▶ **ОПИСАНИЕ ЗАДАНИЯ**:
Представьте строки материала ниже в виде нумерованного списка, пропустив пустые строки. Изображения в ответ не включайте.

▶ **Часть материала**:
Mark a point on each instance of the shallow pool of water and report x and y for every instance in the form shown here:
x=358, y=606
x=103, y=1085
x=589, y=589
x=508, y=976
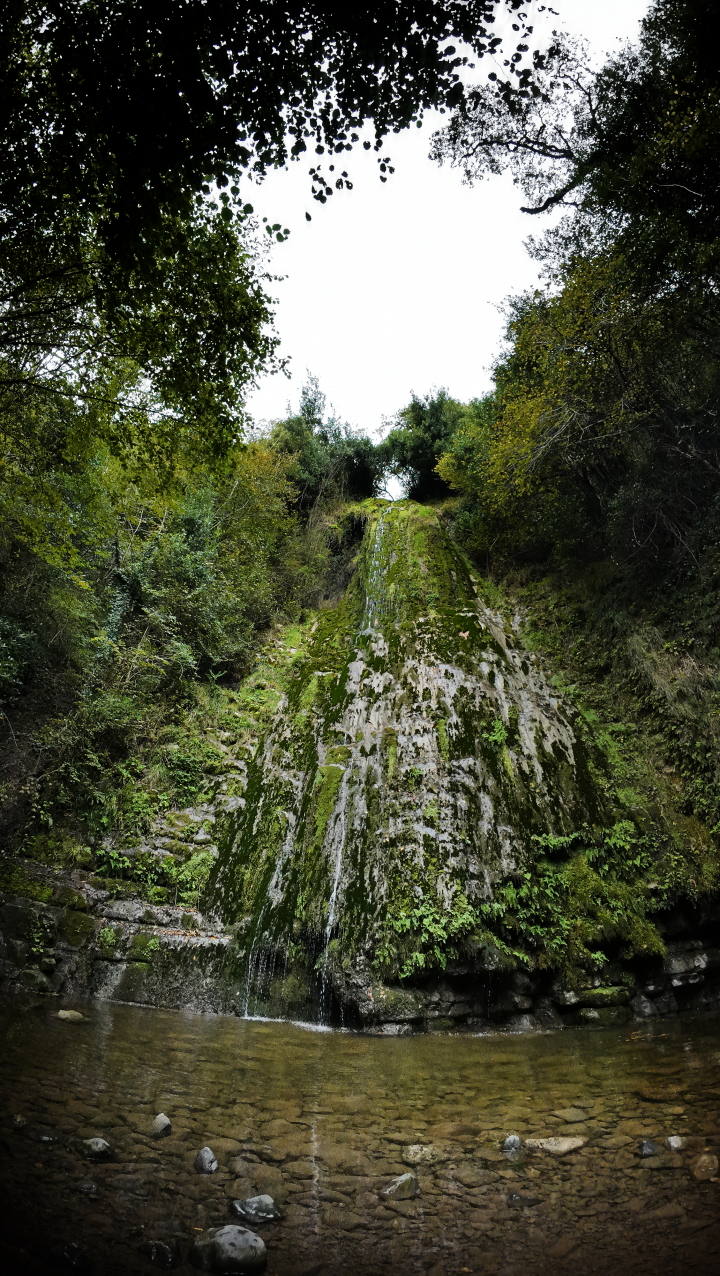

▶ **ОТВЕТ НИЖЕ**:
1. Mark a point on each instance of the shallow pool of water and report x and y for every instance in the form shown here:
2. x=358, y=606
3. x=103, y=1085
4. x=589, y=589
5. x=508, y=976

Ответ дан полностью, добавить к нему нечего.